TASK INSTRUCTIONS: Copy each line of the entries that contains the word "list".

Records contained in a dataset:
▽

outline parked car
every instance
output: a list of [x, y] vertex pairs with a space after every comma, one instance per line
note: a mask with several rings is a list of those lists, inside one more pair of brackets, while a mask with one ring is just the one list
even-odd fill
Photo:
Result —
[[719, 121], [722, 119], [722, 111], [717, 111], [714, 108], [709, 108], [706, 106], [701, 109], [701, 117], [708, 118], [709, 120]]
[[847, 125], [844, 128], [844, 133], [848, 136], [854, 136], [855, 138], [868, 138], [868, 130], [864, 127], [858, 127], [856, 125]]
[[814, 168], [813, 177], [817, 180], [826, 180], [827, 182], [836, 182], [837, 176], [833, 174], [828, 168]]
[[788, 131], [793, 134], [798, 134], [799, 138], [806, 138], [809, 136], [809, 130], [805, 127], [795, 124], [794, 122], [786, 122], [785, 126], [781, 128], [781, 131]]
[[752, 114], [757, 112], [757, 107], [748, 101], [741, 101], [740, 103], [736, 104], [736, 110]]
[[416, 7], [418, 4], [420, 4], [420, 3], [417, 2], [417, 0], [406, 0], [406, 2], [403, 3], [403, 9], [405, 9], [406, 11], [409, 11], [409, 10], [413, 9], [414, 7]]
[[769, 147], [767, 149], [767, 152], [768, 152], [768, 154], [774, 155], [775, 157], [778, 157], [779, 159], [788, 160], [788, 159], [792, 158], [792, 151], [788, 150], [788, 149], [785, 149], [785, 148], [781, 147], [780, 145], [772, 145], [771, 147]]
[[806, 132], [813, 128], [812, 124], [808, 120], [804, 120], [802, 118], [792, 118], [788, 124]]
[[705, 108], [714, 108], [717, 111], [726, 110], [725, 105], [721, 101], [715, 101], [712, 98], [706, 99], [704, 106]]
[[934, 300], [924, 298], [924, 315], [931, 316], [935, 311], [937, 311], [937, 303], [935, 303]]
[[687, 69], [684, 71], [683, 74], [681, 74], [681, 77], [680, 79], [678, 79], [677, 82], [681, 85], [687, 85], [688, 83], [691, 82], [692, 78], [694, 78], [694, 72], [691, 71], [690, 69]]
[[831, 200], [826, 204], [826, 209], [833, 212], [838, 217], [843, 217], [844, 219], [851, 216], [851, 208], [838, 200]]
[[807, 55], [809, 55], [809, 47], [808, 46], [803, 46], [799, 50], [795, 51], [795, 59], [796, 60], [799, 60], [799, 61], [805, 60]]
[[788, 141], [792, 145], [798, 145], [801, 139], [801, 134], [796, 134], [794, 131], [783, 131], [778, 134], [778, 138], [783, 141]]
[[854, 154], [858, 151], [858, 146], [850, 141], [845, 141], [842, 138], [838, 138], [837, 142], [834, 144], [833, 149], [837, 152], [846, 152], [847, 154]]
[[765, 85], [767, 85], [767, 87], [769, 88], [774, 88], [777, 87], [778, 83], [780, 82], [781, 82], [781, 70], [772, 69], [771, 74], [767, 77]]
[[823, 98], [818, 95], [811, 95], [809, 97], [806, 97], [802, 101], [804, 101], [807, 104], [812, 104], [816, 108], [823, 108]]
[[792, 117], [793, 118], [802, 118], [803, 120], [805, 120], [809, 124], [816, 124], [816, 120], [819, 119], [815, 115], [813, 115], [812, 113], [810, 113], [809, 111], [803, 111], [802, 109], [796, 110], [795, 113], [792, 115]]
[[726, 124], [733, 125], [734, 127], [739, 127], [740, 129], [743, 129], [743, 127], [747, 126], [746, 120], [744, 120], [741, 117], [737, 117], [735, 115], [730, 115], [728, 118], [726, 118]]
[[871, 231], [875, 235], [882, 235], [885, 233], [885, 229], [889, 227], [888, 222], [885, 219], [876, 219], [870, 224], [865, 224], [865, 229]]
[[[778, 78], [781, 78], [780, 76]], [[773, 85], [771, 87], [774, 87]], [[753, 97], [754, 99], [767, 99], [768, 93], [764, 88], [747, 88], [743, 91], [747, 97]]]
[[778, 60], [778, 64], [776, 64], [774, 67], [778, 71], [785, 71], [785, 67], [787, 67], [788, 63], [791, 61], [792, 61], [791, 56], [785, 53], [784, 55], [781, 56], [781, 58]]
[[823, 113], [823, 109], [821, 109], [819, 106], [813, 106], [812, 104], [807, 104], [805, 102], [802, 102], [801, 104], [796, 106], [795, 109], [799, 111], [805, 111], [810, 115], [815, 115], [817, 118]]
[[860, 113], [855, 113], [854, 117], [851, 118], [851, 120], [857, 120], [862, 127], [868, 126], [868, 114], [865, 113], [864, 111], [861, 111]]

△

FINISHED TASK:
output: a list of [x, y] vertex pairs with a space after every comma, one instance per line
note: a mask with several rings is a list of those lists, inside one more pair of brackets, while a mask with one ring is just the one list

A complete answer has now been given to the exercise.